Gather every line below where "large" appears.
• • • • • • •
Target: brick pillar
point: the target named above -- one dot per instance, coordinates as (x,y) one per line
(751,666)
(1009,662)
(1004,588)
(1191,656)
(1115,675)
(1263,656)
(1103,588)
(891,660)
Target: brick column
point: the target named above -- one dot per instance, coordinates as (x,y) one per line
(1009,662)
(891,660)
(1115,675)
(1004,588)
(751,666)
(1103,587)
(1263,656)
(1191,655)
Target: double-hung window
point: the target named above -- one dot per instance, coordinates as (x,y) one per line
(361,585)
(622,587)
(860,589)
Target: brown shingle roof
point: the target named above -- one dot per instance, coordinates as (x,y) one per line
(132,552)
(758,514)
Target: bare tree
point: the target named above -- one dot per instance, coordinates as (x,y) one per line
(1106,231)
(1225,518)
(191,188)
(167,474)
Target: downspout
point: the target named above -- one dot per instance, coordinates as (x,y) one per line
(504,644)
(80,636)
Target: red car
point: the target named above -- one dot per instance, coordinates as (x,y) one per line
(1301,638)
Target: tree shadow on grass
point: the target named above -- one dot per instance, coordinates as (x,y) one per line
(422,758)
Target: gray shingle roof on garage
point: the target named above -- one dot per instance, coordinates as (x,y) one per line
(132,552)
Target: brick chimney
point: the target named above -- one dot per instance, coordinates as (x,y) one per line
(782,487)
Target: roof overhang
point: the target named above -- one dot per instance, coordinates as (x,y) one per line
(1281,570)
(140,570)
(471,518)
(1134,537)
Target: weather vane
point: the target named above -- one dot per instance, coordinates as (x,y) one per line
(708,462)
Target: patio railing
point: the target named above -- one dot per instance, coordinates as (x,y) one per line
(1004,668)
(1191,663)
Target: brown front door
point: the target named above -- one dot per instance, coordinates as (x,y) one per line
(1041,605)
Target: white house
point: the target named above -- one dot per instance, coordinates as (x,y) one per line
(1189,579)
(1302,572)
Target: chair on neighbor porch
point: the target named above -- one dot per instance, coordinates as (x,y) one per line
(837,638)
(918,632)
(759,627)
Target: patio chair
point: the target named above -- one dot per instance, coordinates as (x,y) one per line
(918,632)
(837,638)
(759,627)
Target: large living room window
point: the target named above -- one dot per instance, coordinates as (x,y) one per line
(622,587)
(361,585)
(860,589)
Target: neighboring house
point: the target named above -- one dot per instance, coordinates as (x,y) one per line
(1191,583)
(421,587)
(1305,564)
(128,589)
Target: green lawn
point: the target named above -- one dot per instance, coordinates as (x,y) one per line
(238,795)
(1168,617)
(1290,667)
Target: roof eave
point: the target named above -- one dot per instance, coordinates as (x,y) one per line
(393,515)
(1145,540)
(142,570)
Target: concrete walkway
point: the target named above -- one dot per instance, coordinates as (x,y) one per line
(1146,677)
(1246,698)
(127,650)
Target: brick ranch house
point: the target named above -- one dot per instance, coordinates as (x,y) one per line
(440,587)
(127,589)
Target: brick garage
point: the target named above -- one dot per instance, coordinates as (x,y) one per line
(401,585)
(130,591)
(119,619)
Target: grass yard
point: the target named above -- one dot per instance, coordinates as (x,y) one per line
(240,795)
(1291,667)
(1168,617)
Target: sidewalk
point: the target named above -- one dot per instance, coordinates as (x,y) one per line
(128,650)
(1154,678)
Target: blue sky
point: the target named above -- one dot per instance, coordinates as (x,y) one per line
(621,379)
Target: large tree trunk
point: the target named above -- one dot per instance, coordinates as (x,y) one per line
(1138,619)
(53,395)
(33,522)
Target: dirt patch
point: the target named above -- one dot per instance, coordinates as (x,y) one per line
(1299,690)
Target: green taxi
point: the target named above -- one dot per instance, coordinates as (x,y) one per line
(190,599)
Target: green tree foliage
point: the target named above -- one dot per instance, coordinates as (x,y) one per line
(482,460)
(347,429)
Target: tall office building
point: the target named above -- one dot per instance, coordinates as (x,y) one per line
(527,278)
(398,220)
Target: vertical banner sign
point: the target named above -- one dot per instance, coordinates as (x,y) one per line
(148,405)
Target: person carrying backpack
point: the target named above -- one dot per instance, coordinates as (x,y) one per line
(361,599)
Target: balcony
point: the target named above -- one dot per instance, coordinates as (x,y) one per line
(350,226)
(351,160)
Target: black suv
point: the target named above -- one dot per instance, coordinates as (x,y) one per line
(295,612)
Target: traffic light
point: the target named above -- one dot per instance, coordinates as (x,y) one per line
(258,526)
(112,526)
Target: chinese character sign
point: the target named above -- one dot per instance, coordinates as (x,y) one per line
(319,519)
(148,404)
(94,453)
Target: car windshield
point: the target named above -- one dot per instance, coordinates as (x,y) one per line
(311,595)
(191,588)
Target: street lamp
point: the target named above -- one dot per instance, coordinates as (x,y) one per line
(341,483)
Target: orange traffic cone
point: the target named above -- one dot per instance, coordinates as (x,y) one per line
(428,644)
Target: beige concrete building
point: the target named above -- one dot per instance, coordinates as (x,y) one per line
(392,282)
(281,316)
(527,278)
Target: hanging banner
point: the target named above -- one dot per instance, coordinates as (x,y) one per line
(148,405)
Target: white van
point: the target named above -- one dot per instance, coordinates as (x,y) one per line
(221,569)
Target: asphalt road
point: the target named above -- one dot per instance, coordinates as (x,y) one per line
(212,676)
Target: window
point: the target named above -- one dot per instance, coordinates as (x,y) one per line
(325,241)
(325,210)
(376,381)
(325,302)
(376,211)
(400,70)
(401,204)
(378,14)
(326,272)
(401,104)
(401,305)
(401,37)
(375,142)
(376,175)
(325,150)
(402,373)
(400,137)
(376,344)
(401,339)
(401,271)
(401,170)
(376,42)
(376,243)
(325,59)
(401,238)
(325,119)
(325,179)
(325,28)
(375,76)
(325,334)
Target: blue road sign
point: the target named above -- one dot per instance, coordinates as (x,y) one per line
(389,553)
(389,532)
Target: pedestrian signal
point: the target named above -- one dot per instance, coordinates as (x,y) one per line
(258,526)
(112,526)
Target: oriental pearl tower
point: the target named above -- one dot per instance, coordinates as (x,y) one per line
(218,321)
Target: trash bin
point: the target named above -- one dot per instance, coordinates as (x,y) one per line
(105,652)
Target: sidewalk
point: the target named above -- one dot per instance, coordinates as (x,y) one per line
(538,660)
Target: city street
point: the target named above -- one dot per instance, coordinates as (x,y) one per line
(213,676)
• • • • • • •
§ **WRITTEN ANSWER**
Target: large living room window
Target: large tree trunk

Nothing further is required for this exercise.